| Given records |
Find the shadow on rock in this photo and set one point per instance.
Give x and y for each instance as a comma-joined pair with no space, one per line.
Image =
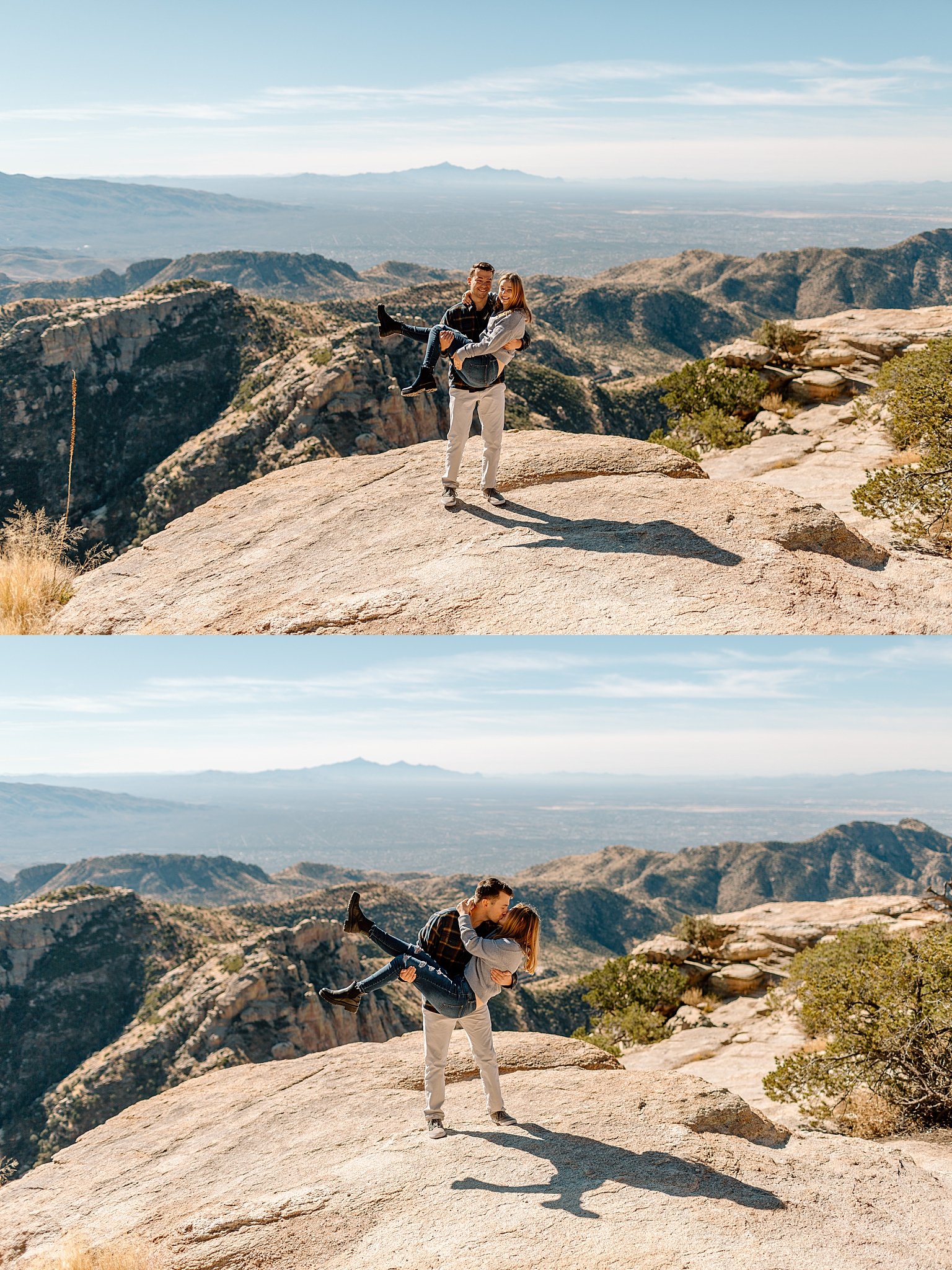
653,538
584,1163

| Set exercise |
Render the material above as a Markdown table with the columns Row and Line, numbering each line and skipping blank ones. Leave the pictures out of the answer.

| Exercise result |
| Row | Line |
|---|---|
| 1 | Find the shadow on rock in this photo and set one point per instance. |
| 2 | Give x and y for each instance as a comma-joined pair with no space, one per line. |
| 3 | Image = |
| 4 | 653,538 |
| 5 | 584,1163 |